[Extracted entries]
▼▼▼

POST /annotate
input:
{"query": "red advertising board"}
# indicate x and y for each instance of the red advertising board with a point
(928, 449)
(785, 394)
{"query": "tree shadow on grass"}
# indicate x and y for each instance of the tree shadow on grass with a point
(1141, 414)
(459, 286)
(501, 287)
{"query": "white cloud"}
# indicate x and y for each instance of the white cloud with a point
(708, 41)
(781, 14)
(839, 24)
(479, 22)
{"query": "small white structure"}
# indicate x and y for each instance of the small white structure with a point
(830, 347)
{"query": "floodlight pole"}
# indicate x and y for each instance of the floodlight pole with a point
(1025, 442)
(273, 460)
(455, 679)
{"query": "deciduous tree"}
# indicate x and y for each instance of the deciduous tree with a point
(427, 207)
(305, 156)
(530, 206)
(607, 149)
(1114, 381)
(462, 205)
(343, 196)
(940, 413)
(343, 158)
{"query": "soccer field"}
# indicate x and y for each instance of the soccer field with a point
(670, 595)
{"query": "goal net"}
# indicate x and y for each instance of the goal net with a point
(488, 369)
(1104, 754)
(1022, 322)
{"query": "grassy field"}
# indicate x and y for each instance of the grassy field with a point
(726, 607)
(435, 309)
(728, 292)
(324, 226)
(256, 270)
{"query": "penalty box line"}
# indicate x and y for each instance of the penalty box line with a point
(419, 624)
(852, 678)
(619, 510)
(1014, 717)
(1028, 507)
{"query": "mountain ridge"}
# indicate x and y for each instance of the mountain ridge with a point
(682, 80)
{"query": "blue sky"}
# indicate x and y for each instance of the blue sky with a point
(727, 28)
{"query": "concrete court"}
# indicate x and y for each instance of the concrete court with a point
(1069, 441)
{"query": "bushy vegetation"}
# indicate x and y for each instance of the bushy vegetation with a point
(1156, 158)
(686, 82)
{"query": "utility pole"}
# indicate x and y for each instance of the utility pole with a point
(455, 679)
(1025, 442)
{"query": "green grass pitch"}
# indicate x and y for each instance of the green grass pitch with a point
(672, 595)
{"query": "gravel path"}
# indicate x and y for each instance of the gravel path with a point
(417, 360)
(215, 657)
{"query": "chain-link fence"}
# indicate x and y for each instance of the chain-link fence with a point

▲▲▲

[Brief] The whole of the material above needs to be copied exactly.

[Output for this task]
POST /annotate
input:
{"query": "red advertising board"}
# indicate x and y for each instance of the red advertising board with a point
(928, 449)
(785, 394)
{"query": "tree shadow on grass"}
# indicate x and y for each instance of the tree shadow on grass with a point
(1141, 414)
(459, 286)
(501, 287)
{"query": "white cloud"}
# indicate x and y for each instance of the white cloud with a point
(708, 41)
(781, 14)
(839, 24)
(479, 22)
{"query": "small white structure"}
# indicate x and y for each instance of the small white structure with a point
(830, 347)
{"query": "floodlight pole"}
# indicate x and y for each instance of the floodlight pole with a point
(1025, 442)
(273, 460)
(455, 679)
{"query": "deciduous tree"}
# indicate x and y for each instance of the deciduous tree with a point
(427, 207)
(305, 156)
(530, 206)
(607, 149)
(1114, 381)
(462, 205)
(343, 196)
(940, 413)
(343, 158)
{"query": "soccer field"}
# indicate x and y for each instance of the soccer field with a point
(670, 595)
{"query": "goal net"}
# indicate x and y for each instance of the goal net with a point
(488, 369)
(1104, 754)
(1022, 322)
{"query": "grassy field"}
# indicate x and y for each instance of the grassy field with a point
(726, 607)
(435, 309)
(728, 292)
(324, 226)
(256, 270)
{"query": "penalty box line"}
# indicate x and y for each instance of the penalty box line with a point
(419, 624)
(852, 678)
(619, 510)
(1014, 717)
(1028, 507)
{"query": "mountain ridge"}
# indicate x and y for each instance of the mountain ridge with a point
(682, 80)
{"query": "blue sky"}
# indicate x and y for each instance of the blue sky with a point
(727, 28)
{"query": "concrete court"}
# indicate x and y for each instance of the concrete court with a point
(1069, 441)
{"query": "bushy vegetation"}
# indicate x and y for each instance of the bushy vegetation with a point
(1156, 158)
(686, 82)
{"query": "utility pole"}
# indicate x and y for each instance of the utility pole with a point
(455, 679)
(1025, 442)
{"query": "green grass pitch"}
# indicate x and y for each instance of the green grass pitch with a point
(672, 595)
{"query": "gravel path"}
# indicate x and y for each instance of the gravel path with a point
(417, 360)
(215, 657)
{"query": "chain-link fence"}
# indicate x and y for each instance of the chain-link fence with a point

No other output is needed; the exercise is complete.